*WHAT TO DO*. Each line of the data that includes the string "instance" is to be copied out.

++++++

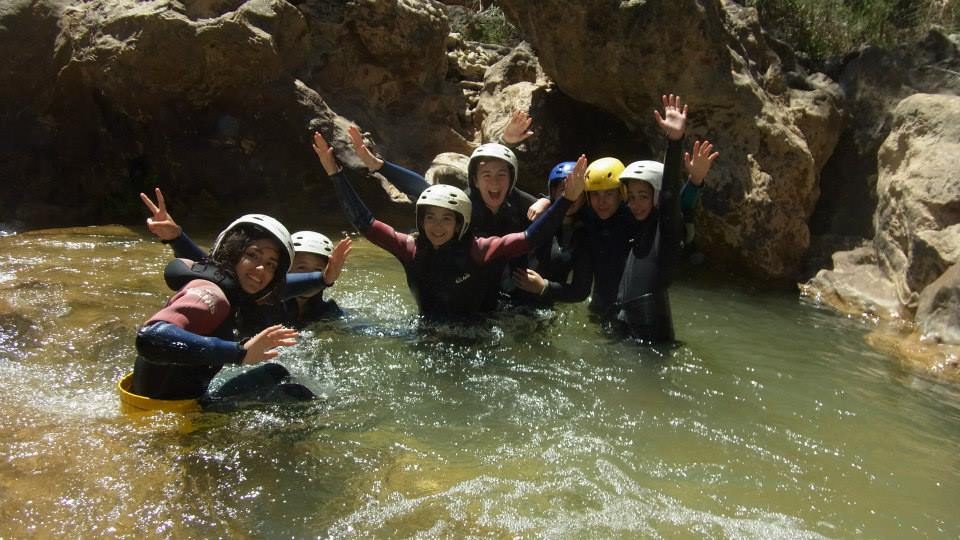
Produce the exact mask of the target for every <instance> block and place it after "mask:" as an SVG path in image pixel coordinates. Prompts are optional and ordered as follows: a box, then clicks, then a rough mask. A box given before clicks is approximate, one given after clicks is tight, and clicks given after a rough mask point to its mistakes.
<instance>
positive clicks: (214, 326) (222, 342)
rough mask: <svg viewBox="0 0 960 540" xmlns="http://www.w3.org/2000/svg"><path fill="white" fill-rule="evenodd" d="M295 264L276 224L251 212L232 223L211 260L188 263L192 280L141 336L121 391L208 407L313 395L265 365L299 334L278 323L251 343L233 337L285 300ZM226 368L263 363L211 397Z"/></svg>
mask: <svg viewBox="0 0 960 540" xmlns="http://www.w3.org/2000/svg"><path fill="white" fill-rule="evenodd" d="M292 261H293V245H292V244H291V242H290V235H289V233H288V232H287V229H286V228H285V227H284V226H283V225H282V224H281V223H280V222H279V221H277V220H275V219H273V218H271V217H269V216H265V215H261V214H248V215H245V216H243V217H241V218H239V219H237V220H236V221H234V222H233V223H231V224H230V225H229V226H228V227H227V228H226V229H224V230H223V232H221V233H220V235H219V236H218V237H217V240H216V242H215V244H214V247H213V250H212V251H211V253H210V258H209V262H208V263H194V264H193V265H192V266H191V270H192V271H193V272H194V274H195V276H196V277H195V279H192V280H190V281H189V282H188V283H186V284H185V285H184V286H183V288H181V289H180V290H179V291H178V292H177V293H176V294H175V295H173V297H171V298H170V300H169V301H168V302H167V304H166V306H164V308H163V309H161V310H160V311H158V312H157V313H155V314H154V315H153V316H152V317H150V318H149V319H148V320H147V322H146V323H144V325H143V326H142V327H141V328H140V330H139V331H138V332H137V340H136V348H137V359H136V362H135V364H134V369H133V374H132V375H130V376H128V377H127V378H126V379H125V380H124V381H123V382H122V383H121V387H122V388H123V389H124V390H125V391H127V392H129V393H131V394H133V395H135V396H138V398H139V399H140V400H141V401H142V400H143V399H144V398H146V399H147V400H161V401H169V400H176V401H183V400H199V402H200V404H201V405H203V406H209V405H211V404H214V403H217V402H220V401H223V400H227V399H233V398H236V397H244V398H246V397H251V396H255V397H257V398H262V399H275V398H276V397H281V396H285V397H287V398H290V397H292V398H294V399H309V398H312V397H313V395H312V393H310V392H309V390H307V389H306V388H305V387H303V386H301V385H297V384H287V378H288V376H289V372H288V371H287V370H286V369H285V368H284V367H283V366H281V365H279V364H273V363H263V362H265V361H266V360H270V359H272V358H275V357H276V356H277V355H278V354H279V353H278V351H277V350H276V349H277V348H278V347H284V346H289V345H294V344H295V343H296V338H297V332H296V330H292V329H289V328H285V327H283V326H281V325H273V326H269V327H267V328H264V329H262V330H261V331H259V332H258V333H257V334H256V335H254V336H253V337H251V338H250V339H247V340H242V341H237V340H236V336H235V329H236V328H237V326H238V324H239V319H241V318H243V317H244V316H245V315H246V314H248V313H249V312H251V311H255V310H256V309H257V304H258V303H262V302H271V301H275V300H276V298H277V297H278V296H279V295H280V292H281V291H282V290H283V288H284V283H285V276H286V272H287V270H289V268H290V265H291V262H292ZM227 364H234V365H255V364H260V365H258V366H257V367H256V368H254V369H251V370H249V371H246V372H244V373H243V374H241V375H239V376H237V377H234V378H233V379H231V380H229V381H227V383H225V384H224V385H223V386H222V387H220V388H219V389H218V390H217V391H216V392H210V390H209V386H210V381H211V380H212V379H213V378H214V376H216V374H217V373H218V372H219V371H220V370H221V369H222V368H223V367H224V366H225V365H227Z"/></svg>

++++++

*TASK SOLUTION*.
Produce the exact mask of the target for every <instance> block and place it after "mask:" as an SVG path in image pixel coordinates. Prompts are optional and ordered as follows: a box, then clicks, then a rough mask. A box given before clicks is approximate, one given after clicks is tight, and clicks given after a rough mask point to its mistakes.
<instance>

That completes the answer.